§ **EL EJERCICIO**: Extrae de los registros cada línea en la que aparezca la cadena "tree".
□ □ □ □ □
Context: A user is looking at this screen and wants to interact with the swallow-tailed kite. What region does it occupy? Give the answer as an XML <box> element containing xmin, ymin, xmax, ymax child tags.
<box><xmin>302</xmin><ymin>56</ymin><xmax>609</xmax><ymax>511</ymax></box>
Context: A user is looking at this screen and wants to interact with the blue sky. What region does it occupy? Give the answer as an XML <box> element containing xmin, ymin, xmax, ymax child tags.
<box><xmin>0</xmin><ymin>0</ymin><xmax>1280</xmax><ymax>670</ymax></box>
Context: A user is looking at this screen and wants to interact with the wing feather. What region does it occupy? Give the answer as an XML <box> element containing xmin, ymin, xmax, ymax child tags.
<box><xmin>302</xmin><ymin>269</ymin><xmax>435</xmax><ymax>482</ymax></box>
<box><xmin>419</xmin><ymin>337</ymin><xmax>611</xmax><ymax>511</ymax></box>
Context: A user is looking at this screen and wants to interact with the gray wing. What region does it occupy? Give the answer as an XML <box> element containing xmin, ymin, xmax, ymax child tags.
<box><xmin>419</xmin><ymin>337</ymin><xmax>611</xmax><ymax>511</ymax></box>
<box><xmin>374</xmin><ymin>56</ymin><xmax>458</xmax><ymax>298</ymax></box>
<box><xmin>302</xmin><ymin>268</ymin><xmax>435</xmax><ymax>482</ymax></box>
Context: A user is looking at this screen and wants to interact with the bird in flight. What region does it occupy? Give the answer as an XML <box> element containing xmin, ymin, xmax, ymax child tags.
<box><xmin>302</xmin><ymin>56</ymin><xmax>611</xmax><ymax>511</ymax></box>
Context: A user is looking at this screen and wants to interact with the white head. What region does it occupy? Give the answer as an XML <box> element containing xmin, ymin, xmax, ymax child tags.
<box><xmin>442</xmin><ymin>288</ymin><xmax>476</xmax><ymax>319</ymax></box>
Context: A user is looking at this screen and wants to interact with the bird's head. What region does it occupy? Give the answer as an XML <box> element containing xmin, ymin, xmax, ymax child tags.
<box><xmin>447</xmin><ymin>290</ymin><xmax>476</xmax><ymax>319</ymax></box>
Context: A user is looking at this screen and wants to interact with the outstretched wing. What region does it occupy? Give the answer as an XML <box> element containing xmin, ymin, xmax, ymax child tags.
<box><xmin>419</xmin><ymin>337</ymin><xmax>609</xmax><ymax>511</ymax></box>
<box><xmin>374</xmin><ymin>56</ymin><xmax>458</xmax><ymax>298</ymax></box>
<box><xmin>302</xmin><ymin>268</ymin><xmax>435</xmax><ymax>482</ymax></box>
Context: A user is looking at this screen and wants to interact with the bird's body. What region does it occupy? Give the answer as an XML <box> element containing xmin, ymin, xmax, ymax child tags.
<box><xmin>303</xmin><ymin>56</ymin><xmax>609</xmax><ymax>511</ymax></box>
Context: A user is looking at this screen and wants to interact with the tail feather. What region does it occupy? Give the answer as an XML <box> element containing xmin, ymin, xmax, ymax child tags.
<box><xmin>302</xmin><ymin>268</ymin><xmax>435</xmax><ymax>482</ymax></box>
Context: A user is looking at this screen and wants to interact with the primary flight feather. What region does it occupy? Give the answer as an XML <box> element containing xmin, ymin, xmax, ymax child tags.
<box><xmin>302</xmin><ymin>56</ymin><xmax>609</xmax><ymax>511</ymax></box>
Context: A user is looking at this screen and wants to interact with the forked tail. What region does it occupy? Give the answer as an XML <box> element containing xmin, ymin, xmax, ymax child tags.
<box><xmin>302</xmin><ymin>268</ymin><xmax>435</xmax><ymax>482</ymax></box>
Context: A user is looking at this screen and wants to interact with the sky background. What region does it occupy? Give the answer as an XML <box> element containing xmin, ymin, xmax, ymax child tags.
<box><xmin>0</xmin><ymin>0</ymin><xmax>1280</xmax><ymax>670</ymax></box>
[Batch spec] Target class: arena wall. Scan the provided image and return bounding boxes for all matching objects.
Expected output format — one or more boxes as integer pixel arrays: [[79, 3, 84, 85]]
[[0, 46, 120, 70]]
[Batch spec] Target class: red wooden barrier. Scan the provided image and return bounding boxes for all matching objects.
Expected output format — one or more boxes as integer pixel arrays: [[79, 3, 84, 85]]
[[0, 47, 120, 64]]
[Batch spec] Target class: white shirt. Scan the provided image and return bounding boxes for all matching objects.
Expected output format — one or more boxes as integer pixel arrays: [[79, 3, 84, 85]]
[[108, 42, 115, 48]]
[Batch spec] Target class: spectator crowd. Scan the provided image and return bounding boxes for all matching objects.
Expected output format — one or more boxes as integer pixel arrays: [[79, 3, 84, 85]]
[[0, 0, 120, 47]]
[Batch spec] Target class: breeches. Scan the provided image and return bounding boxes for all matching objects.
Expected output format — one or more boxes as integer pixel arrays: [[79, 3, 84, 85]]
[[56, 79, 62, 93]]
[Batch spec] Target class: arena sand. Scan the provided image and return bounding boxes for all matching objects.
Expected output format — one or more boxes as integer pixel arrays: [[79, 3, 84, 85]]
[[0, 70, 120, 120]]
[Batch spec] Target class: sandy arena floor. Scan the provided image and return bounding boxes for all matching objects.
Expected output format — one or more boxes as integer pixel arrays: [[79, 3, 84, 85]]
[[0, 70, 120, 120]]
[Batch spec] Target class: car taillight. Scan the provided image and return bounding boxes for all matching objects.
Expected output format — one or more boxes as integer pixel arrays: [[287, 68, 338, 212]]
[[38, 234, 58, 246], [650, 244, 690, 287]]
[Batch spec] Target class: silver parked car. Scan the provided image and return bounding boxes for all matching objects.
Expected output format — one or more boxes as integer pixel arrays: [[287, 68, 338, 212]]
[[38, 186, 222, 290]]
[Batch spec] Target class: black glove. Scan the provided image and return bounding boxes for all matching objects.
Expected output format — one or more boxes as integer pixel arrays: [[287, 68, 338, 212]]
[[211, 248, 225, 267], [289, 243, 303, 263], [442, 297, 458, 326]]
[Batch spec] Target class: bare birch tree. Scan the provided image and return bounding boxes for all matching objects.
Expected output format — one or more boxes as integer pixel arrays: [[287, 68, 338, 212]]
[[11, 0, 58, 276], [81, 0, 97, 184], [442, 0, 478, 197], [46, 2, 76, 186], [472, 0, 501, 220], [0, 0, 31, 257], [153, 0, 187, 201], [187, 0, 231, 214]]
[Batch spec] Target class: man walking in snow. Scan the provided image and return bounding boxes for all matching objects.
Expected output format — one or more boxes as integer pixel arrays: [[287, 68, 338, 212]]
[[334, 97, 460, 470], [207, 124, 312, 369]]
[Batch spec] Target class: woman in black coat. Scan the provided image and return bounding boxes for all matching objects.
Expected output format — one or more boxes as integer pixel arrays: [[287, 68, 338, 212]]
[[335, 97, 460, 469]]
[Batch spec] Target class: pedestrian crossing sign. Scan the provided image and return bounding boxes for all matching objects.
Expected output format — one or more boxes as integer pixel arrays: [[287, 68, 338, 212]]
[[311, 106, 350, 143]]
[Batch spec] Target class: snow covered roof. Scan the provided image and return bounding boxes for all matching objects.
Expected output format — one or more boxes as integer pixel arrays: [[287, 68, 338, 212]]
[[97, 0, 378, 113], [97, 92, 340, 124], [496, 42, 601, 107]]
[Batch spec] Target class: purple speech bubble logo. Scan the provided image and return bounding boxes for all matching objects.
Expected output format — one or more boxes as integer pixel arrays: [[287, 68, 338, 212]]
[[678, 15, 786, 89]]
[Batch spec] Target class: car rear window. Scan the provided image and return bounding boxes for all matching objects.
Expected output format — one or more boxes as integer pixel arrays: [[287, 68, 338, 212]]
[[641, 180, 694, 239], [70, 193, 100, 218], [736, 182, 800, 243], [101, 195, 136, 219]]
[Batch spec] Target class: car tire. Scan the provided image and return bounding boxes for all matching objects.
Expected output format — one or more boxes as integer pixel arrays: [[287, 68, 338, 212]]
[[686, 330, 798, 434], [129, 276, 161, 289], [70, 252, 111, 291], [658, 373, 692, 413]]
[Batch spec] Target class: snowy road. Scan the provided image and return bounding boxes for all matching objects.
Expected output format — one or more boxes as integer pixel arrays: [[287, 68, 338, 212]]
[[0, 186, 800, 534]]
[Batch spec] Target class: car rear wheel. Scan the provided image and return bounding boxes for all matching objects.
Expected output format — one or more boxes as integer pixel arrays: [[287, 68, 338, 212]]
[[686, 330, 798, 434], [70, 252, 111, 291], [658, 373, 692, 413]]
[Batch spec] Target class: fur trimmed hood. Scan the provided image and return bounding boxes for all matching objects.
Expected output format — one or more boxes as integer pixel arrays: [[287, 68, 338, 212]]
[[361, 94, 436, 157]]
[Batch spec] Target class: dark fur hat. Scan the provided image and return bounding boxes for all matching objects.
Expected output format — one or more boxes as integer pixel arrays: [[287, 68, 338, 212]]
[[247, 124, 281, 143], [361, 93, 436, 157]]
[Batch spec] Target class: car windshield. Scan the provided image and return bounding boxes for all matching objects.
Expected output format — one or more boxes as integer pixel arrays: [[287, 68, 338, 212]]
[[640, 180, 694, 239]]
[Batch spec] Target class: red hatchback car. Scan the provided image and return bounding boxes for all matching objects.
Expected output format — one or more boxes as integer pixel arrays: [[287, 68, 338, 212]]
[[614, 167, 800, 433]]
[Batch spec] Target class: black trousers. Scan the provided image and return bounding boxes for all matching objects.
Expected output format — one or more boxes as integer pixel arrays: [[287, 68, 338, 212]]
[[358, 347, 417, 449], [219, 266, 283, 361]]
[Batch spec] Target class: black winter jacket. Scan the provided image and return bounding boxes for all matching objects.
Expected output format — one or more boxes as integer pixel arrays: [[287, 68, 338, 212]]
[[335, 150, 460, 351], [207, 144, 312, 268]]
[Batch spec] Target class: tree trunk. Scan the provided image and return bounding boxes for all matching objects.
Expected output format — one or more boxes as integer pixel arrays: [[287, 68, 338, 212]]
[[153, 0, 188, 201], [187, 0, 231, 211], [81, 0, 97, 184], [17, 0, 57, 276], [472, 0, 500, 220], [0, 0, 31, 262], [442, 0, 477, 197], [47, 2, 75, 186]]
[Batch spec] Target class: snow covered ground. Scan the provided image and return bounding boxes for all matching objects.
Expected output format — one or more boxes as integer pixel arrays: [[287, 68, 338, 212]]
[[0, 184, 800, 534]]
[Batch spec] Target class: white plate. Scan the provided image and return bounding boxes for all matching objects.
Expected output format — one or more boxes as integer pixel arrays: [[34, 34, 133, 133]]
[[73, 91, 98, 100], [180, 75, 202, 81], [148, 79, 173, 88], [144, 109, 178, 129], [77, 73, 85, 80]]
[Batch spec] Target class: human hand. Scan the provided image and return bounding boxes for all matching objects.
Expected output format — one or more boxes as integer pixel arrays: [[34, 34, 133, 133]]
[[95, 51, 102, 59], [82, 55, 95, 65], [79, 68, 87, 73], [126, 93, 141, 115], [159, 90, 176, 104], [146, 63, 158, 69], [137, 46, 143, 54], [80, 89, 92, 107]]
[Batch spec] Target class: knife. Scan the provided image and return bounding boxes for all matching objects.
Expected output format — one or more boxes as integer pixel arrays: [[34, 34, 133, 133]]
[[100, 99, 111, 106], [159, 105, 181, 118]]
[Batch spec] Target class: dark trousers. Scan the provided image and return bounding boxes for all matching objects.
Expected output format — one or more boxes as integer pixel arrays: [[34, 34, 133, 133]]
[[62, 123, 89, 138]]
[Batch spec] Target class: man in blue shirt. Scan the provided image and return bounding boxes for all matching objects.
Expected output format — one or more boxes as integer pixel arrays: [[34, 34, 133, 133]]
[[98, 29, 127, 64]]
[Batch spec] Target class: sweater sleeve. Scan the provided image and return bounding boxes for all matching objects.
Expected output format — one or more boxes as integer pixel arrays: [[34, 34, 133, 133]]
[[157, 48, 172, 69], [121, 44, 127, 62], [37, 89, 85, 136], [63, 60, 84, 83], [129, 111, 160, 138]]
□ □ □ □ □
§ **SOLUCIÓN PROPUESTA**:
[Batch spec] Target class: bare birch tree. Scan the provided image and return bounding boxes for all matching objects.
[Batch spec] Target class: tree trunk. Scan the provided image and return bounding boxes for all matching objects.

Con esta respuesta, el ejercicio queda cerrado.